[Stated exercise] List every line in the records below that contains the string "green".

[Stored data]
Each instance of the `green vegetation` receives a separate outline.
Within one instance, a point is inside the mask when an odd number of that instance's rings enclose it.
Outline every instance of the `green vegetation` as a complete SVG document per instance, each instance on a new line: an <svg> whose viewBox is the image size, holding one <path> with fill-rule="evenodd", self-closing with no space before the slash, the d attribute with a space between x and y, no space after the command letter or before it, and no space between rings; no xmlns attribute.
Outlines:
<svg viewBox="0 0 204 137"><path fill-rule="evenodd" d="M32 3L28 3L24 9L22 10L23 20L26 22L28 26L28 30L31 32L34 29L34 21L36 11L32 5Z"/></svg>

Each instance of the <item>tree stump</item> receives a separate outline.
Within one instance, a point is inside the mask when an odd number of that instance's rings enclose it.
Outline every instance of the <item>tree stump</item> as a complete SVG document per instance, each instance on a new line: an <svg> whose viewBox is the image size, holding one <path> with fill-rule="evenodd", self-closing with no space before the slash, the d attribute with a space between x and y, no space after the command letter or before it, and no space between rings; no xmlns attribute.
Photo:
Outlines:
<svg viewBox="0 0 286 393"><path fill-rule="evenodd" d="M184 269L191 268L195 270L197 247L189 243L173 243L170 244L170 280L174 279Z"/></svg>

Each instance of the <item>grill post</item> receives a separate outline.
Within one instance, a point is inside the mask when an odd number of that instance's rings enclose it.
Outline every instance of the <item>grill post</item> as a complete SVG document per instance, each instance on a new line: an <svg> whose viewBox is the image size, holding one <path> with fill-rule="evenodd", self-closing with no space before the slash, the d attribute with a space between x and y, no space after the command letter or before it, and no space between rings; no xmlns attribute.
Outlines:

[Result of the task]
Each instance of the `green vegetation` receives a separate outline.
Outline every instance of the `green vegetation` as a complete SVG document per instance, each instance on a new line: an <svg> whose viewBox is the image size, holding one <path> with fill-rule="evenodd", self-closing with no space before the slash, the d attribute with a space between x and y, no space after the command letter or before it, and no space between rings; no xmlns attribute.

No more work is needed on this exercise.